WHAT TO PRODUCE:
Could you update the records from the line containing "of the fingernail" through the end by replacing "crop-survey index" with "image catalog" and reproduce those lines with nothing else altered?

Lines of data

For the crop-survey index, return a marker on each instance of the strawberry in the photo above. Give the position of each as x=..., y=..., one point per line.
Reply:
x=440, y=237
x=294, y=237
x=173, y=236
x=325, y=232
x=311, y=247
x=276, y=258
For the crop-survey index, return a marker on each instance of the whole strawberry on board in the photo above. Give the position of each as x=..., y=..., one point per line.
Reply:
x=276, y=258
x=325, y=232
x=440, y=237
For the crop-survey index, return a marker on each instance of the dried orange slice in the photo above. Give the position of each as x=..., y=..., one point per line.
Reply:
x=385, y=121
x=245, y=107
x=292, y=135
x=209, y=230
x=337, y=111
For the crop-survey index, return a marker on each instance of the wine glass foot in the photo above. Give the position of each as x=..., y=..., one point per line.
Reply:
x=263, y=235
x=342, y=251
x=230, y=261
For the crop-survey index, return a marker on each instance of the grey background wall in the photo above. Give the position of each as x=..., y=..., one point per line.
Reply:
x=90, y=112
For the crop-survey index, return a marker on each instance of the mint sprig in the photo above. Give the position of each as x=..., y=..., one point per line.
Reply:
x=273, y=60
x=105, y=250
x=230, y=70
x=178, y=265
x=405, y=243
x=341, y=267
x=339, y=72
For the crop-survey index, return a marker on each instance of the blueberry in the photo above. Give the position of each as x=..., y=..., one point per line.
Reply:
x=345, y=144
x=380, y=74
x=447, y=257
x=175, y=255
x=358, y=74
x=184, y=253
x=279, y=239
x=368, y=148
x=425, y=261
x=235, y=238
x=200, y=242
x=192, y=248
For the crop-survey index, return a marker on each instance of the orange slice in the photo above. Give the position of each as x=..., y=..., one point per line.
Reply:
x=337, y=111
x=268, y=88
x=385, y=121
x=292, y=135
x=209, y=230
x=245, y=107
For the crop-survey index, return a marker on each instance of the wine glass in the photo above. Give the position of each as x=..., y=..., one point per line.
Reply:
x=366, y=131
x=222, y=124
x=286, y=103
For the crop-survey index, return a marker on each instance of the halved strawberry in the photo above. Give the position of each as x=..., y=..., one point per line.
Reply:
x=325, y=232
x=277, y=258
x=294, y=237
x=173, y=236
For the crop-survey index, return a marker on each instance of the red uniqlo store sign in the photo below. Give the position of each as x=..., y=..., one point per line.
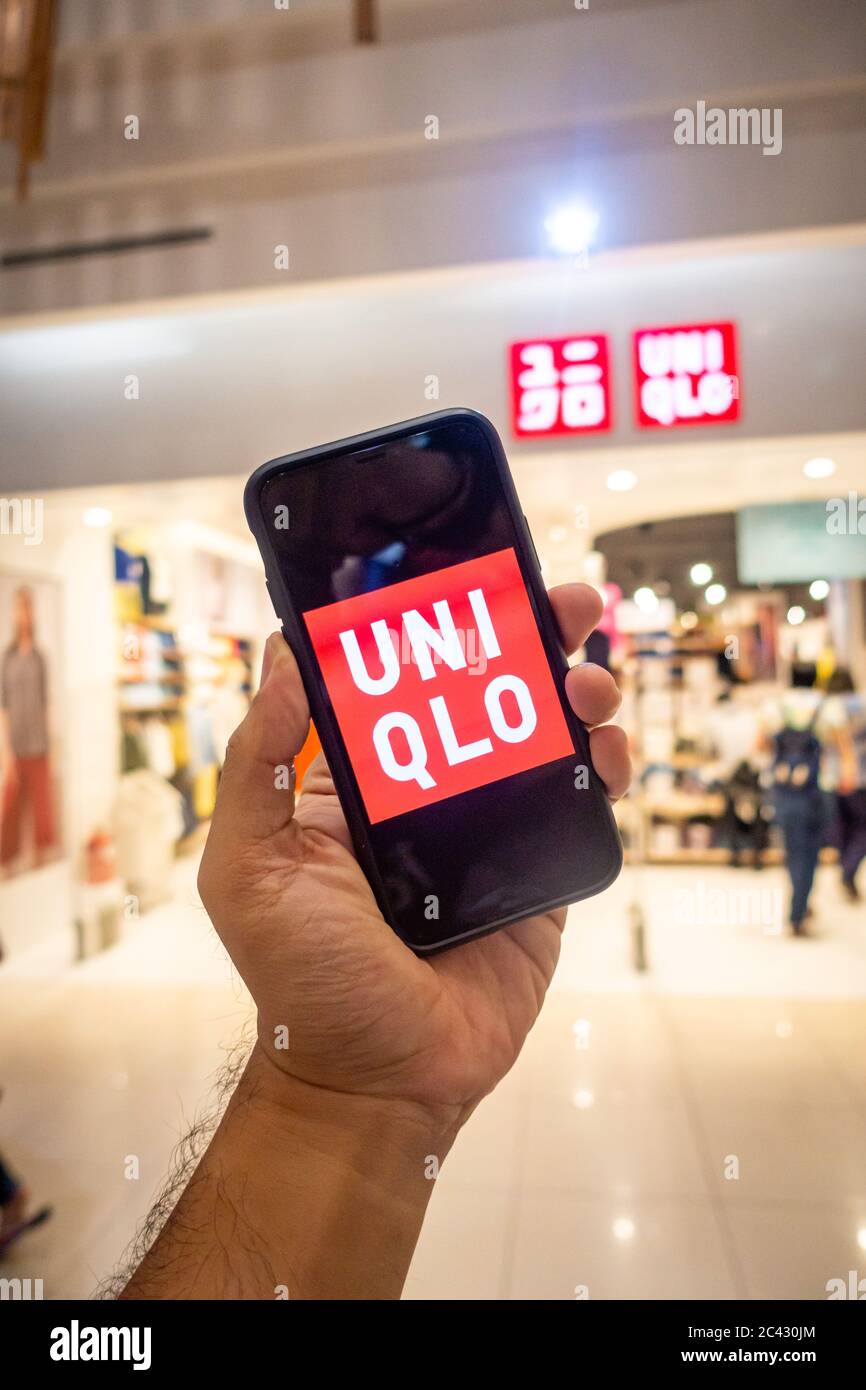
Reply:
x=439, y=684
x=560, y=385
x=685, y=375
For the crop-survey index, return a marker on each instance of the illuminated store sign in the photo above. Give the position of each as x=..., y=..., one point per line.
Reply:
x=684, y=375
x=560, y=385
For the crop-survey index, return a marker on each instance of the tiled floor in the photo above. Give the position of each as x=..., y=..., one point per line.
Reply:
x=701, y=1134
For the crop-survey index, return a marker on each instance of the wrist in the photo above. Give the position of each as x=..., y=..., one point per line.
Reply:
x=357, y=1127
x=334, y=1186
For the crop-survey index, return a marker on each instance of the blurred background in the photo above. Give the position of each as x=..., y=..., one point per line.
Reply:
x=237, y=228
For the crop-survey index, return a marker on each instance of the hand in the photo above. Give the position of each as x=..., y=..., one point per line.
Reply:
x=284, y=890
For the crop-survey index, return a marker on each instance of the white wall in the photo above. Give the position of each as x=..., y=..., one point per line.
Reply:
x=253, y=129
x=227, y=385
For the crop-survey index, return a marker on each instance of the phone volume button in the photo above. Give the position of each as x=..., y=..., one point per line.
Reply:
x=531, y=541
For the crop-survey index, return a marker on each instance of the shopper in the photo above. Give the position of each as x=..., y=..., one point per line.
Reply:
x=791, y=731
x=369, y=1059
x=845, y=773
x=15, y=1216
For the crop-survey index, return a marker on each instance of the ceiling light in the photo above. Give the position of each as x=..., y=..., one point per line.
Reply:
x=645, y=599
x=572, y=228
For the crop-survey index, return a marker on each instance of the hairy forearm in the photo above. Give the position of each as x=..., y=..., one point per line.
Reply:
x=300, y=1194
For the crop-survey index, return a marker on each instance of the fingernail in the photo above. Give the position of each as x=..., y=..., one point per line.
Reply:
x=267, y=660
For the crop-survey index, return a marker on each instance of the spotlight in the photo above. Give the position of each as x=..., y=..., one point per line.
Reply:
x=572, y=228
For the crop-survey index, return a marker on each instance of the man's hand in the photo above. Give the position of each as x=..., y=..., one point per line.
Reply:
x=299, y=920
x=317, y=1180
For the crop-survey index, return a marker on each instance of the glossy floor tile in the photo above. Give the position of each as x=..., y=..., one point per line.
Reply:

RESULT OF THIS EXERCISE:
For the image catalog, return a marker on each instance of the fingernail in the photo above. Give the position of each as x=..., y=..., one point per line.
Reply:
x=267, y=660
For the image catalog, return a marker on each instance of the spotlight in the photo above. Give the position of each as x=..., y=..., one point per line.
Reply:
x=572, y=228
For the image catalog, return a marker on each instance of the man's hand in the photo above. Give the position of each as x=..., y=..., one point per line.
Reply:
x=299, y=920
x=317, y=1180
For the image catalog, return a marker on each instance of the glossy floor tile in the photo above. Give the position of each as x=..., y=..., one point per line.
Reply:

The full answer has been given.